Your instructions:
Show each line in the rows below that contains the string "target".

Input rows:
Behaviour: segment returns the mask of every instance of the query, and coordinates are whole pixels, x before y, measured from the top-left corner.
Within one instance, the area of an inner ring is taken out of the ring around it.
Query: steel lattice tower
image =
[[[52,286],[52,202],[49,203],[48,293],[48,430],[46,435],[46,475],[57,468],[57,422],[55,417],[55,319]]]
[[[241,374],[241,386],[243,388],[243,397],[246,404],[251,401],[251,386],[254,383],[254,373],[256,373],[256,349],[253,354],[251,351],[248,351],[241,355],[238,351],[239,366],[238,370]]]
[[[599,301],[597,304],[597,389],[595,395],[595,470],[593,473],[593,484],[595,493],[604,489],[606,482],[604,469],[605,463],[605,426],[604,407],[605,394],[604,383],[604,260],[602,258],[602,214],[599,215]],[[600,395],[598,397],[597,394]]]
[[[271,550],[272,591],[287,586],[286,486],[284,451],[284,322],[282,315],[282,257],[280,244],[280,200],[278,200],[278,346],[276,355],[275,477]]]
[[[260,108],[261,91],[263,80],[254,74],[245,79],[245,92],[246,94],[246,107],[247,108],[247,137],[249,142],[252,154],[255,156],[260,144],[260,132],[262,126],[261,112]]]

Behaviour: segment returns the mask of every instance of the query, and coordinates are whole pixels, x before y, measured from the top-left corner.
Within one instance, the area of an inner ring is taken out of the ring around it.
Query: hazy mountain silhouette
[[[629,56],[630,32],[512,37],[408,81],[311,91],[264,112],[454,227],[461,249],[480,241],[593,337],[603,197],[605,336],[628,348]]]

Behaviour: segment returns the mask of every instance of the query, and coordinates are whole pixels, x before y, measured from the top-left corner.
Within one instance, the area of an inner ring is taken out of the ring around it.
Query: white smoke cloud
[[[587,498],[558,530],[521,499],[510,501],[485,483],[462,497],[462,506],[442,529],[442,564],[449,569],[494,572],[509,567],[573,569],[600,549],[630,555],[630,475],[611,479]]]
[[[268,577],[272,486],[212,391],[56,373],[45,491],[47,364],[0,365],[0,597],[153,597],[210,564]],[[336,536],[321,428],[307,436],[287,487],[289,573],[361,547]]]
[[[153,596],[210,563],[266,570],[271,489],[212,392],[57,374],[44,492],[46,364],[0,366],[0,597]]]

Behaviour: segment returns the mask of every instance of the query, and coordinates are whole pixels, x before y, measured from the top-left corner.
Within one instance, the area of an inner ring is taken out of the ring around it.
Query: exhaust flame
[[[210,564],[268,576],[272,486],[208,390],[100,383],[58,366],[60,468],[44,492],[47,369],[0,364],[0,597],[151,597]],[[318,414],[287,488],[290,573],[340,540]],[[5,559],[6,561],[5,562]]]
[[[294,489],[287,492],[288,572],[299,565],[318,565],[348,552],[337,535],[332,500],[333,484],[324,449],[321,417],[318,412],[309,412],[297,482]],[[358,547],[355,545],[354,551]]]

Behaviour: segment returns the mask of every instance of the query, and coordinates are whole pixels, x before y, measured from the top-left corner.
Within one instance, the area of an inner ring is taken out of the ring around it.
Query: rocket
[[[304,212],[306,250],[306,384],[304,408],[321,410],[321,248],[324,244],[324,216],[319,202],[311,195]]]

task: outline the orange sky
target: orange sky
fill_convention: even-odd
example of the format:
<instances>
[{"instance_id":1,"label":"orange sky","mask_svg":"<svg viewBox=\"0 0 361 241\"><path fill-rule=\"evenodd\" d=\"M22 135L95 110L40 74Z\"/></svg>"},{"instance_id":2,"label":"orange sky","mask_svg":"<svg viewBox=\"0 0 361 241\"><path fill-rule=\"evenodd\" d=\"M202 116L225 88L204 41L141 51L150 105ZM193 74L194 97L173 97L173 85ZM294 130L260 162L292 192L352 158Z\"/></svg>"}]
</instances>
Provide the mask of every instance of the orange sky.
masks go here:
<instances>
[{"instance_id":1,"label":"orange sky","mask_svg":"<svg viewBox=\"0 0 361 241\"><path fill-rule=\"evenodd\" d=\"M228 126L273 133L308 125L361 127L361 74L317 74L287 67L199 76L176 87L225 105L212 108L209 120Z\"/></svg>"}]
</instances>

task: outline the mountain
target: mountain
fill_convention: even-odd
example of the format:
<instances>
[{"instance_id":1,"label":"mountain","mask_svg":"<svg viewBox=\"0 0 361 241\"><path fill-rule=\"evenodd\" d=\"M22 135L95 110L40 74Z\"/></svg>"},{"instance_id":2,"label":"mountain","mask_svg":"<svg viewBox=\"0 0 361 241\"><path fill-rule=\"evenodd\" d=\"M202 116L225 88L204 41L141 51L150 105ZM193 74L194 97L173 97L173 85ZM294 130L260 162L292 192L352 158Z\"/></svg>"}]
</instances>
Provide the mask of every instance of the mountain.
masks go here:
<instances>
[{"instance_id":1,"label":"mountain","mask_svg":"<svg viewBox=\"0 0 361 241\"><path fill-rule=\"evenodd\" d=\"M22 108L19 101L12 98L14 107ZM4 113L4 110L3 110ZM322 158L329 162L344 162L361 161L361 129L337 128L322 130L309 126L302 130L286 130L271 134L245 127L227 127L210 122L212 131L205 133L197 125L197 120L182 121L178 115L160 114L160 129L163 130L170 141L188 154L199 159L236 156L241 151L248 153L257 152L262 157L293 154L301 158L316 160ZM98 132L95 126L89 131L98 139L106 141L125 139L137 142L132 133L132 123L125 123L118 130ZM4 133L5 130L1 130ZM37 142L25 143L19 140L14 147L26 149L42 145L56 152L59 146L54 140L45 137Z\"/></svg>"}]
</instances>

--

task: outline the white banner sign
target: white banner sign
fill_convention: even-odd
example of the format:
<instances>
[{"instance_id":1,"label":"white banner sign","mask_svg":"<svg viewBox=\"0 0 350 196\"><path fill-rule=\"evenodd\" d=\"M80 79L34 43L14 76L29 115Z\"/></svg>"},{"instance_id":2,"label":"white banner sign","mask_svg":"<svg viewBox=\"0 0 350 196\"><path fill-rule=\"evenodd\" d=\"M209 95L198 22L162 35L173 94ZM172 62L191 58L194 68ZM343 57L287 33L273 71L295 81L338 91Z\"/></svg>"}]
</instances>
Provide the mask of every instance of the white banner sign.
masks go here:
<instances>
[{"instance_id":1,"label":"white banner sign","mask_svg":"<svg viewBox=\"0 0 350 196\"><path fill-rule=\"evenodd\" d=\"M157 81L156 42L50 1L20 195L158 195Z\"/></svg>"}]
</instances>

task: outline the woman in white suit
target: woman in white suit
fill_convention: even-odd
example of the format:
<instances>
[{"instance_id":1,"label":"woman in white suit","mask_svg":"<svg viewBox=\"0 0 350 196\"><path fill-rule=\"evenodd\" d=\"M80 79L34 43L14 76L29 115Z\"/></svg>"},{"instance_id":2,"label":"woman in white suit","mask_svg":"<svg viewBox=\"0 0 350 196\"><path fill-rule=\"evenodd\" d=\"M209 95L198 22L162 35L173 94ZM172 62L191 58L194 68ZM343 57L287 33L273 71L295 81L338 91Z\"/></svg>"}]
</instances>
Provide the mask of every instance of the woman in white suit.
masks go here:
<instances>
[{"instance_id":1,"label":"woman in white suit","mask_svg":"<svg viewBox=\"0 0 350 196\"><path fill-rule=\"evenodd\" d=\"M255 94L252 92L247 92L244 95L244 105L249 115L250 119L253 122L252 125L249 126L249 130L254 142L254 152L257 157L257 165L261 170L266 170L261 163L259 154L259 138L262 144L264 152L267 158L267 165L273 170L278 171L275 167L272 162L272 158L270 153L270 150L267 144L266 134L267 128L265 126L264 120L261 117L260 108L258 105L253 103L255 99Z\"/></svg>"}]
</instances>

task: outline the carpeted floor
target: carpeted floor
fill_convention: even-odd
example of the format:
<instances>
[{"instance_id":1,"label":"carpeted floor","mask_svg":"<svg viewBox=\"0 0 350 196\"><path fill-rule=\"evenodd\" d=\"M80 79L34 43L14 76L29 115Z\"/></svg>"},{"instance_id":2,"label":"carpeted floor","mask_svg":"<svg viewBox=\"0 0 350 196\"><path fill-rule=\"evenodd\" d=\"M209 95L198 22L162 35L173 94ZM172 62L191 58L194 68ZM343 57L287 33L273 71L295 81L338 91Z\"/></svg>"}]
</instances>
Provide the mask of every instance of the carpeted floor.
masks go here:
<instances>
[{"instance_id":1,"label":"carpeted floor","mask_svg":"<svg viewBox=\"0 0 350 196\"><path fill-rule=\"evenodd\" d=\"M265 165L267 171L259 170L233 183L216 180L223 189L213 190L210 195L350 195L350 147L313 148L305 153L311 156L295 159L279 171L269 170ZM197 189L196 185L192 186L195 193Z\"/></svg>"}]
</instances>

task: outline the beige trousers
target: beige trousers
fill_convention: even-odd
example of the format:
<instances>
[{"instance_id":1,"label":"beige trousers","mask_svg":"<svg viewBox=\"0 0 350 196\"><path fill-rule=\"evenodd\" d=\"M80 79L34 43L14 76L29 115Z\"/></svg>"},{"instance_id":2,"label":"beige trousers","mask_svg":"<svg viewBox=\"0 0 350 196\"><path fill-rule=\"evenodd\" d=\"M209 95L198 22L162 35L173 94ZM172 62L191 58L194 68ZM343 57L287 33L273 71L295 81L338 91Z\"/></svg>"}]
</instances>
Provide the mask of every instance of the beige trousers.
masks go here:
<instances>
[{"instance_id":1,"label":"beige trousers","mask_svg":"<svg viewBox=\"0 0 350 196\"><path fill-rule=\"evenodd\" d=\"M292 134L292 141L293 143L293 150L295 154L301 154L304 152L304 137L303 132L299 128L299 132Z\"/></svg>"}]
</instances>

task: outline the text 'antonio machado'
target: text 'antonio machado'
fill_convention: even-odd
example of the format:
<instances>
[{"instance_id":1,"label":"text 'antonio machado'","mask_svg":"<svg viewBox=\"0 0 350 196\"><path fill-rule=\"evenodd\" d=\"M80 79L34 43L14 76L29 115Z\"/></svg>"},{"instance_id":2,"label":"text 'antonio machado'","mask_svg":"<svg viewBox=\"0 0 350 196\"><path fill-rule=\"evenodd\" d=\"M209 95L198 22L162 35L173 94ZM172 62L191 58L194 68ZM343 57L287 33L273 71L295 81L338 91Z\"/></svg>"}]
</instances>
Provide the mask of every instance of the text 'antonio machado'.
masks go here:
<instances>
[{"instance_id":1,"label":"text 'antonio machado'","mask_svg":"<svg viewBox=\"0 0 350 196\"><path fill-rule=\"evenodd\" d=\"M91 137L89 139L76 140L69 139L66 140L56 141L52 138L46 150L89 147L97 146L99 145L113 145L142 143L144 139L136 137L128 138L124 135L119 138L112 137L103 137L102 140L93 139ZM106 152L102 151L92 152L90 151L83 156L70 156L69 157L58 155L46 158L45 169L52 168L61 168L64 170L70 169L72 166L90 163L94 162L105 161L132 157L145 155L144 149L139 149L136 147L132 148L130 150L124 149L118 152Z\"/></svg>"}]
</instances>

---

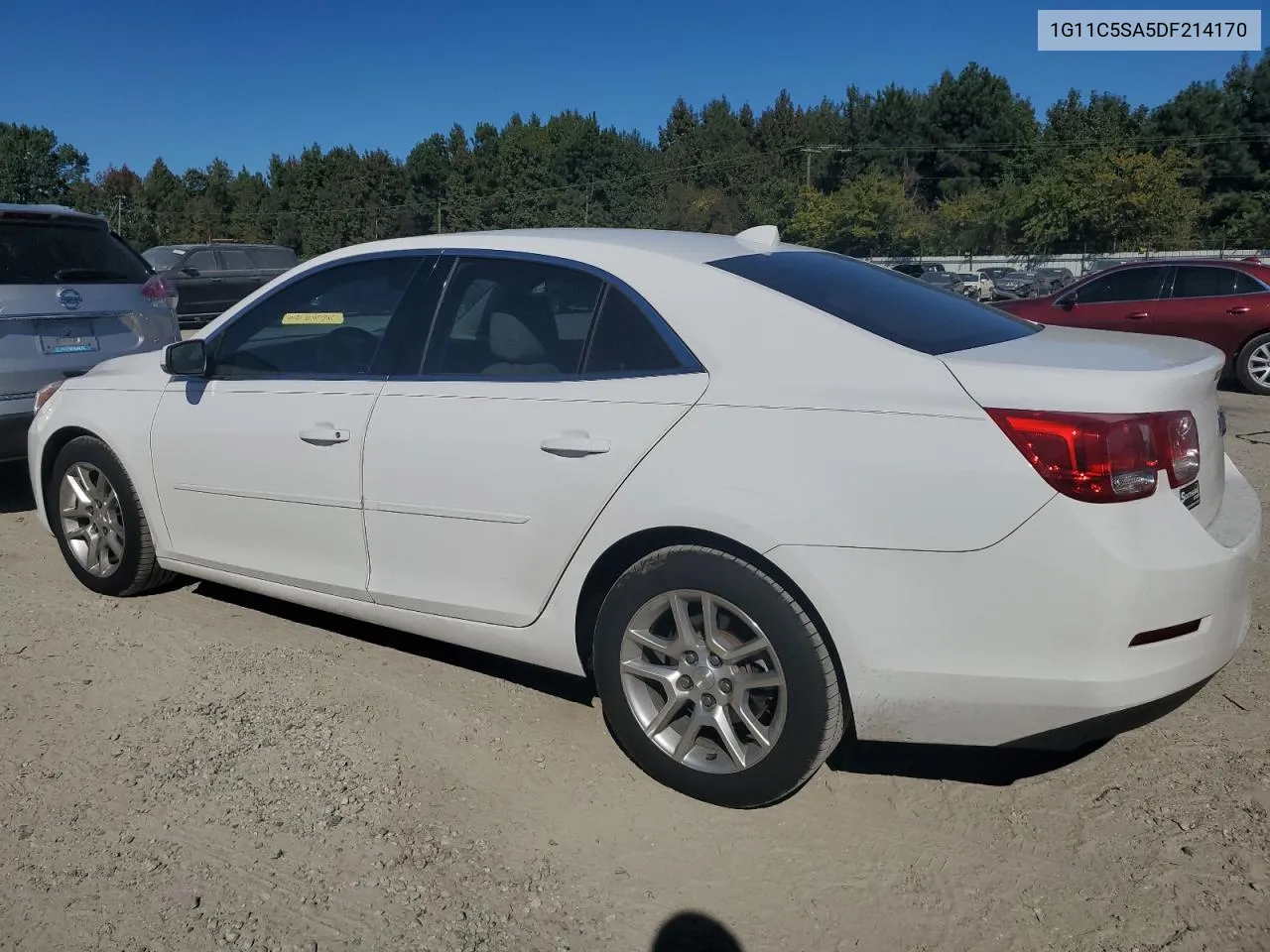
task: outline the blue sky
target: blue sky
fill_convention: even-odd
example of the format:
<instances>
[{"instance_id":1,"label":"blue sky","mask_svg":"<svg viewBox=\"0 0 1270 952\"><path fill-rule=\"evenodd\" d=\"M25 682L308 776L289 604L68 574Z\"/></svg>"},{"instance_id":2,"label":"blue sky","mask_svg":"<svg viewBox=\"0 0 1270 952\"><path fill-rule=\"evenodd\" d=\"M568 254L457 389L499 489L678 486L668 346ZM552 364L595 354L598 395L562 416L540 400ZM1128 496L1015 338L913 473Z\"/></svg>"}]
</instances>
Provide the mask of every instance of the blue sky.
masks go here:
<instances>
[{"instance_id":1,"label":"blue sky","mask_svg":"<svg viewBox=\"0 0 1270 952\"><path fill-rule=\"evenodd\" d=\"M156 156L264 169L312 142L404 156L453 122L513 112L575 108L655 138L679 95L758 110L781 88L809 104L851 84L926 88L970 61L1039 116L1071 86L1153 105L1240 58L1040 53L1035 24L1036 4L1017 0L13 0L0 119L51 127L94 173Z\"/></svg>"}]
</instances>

Final answer:
target: orange sky
target: mountain
target: white banner sign
target: woman in white suit
target: carpeted floor
target: beige trousers
target: text 'antonio machado'
target: blue sky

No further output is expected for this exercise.